START SOURCE EXCERPT

She was trained within a structuralist tradition at Michigan, but she discovered generative grammar by herself.  Inoue-sensei once told me that because of the structuralist methodology that she had been immersed into by then, she was initially unable to understand and appreciate the importance of generative grammar when Noam Chomsky gave a talk at Michigan in 1958.  It was not until when she attended Robert Lees’ lectures on transformational grammar at the 1960 LSA Summer Institute that she convinced herself that generative grammar is the right scientific approach to exploring the nature of language.  Her Michigan dissertation (completed in 1964, later published as A Study of Japanese Syntax, The Hague: Mouton, 1969 [E]) was in fact the first book-length, comprehensive generative study of the Japanese language, to be followed by S.-Y. Kuroda’s influential 1965 MIT dissertation.

Inoue has since then worked on a wide range of phenomena in Japanese grammar within the generative framework, laying the foundation for generative studies of the language.  She published a two-volume book called Transformational Grammar and the Japanese Language (Tokyo: Taishukan, 1976 [J]), which presents a rather comprehensive and in-depth treatment of Japanese syntax from the generative viewpoint.  This book has remained, until now, as a source of empirical inspirations for anyone who is theoretically oriented and who wants to seriously work on Japanese.  In 1978, only two years after the publication of the two-volume set just mentioned, Inoue published another book Grammatical Rules in Japanese (Tokyo: Taishukan, 1978 [J]), which argues that grammatical transformations (as they were understood at that time) are not really necessary for the grammar of Japanese.  This controversial claim generated much debate among Japanese generative grammarians, invigorating the field that had been a bit stagnant during the 1970s.  Revitalized interest in formal syntax among Japanese grammarians naturally led to thriving research activities in the 1980s, particularly after the emergence of the principles-and-parameters approach around 1980, with the desirable result that in-depth studies of Japanese played a substantial role in developing the general theory of syntax.  Despite her extremely hectic schedule as a high-level administrator — among others, she was the President of Kanda University of International Studies from 1990 to 1997 —, Inoue continued to be productive during this period, publishing various articles and editing many books, including A Concise Encyclopedia of Japanese Grammar (Tokyo: Taishukan, 1989 [J]), which was, a small volume though it may be, a well-balanced theoretical encyclopedia on various facets of Japanese grammar.

END SOURCE EXCERPT

- [PROBLEM SET]
(a) According to the passage about Inoue, during which years was she President of Kanda University of International Studies?
(b) Extract the portion of the passage about Inoue starting with "She was trained" and going on through "1965 MIT dissertation.".
The data have no connection to the passage about Inoue.

START ENTRIES PROVIDED

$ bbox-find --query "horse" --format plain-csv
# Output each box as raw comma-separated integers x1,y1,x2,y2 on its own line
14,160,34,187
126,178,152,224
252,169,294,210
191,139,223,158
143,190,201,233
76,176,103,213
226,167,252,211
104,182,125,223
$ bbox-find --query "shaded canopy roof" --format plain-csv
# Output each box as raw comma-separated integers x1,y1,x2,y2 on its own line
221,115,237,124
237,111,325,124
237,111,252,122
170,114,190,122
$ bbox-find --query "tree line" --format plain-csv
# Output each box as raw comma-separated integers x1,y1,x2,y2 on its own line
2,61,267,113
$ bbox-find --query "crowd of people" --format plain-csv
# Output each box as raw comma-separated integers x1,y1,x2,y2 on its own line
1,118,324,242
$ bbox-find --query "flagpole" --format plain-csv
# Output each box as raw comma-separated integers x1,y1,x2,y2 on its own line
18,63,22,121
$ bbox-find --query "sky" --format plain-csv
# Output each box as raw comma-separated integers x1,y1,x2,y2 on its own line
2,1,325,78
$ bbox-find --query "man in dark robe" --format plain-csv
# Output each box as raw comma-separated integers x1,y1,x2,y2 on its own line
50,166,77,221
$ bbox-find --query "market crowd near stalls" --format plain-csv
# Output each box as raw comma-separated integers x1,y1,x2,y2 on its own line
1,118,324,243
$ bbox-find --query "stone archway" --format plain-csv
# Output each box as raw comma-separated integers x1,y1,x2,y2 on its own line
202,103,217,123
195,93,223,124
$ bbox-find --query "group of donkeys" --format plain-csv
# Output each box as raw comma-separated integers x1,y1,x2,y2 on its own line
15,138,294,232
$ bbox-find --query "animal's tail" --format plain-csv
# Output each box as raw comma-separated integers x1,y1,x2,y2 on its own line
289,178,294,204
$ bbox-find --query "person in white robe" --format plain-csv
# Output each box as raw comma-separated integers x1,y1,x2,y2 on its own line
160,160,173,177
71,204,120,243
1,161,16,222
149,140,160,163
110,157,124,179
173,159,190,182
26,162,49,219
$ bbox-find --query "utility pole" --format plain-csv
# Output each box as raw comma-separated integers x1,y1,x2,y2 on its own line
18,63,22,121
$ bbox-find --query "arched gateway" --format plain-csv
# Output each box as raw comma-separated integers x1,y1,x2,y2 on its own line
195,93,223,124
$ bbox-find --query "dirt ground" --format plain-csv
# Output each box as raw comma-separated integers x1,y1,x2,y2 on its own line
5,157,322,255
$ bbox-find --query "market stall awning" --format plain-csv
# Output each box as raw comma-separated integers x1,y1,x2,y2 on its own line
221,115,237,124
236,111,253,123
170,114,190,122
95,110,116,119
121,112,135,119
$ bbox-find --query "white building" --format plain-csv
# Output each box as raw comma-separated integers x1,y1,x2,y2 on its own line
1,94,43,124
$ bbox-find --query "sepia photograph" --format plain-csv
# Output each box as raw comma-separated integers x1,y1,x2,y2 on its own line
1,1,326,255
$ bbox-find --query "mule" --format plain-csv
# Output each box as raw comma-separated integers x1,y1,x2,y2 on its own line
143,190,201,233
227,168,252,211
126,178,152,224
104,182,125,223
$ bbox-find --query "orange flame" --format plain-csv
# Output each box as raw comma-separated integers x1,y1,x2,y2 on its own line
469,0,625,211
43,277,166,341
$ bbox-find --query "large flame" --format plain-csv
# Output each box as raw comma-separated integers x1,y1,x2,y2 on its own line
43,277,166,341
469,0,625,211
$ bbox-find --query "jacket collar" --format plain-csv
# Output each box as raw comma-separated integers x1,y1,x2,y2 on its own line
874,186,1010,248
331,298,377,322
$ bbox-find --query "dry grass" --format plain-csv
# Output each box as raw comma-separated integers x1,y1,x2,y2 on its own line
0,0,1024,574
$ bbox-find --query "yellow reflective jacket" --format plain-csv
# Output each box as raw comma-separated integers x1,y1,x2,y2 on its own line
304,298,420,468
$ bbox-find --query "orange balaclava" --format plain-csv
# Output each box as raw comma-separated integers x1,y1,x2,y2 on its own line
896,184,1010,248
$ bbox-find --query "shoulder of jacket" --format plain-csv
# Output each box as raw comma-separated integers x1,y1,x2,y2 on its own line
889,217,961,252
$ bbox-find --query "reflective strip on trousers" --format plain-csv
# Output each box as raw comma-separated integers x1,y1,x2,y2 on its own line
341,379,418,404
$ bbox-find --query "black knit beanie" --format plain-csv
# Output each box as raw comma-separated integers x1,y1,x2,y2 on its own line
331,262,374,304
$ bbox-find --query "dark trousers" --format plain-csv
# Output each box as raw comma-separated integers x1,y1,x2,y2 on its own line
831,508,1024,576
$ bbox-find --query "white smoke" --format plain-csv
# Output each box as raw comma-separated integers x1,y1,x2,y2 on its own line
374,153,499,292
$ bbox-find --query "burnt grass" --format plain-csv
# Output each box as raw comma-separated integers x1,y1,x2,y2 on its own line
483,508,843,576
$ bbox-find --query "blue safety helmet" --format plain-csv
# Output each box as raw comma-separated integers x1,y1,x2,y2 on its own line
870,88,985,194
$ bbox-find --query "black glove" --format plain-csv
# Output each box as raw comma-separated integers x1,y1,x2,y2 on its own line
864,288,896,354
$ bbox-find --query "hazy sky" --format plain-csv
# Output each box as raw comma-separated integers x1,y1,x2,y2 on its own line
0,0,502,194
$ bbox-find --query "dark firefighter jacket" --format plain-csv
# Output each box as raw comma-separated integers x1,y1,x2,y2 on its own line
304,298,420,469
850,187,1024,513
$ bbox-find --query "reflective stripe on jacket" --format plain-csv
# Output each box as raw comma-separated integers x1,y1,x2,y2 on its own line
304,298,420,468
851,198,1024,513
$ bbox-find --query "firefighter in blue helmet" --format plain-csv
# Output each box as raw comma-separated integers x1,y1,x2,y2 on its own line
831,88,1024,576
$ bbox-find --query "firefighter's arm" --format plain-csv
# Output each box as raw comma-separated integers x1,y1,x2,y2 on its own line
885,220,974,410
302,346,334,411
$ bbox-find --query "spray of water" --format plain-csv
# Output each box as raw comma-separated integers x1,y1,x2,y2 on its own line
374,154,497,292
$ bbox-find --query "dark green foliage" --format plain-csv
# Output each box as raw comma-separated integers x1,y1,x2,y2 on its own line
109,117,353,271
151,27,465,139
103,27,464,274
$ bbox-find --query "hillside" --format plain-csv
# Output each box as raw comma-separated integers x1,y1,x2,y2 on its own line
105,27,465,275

END ENTRIES PROVIDED

- [SOLUTIONS TO THE EXERCISE]
(a) She was President from 1990 to 1997.

(b)
She was trained within a structuralist tradition at Michigan, but she discovered generative grammar by herself.  Inoue-sensei once told me that because of the structuralist methodology that she had been immersed into by then, she was initially unable to understand and appreciate the importance of generative grammar when Noam Chomsky gave a talk at Michigan in 1958.  It was not until when she attended Robert Lees’ lectures on transformational grammar at the 1960 LSA Summer Institute that she convinced herself that generative grammar is the right scientific approach to exploring the nature of language.  Her Michigan dissertation (completed in 1964, later published as A Study of Japanese Syntax, The Hague: Mouton, 1969 [E]) was in fact the first book-length, comprehensive generative study of the Japanese language, to be followed by S.-Y. Kuroda’s influential 1965 MIT dissertation.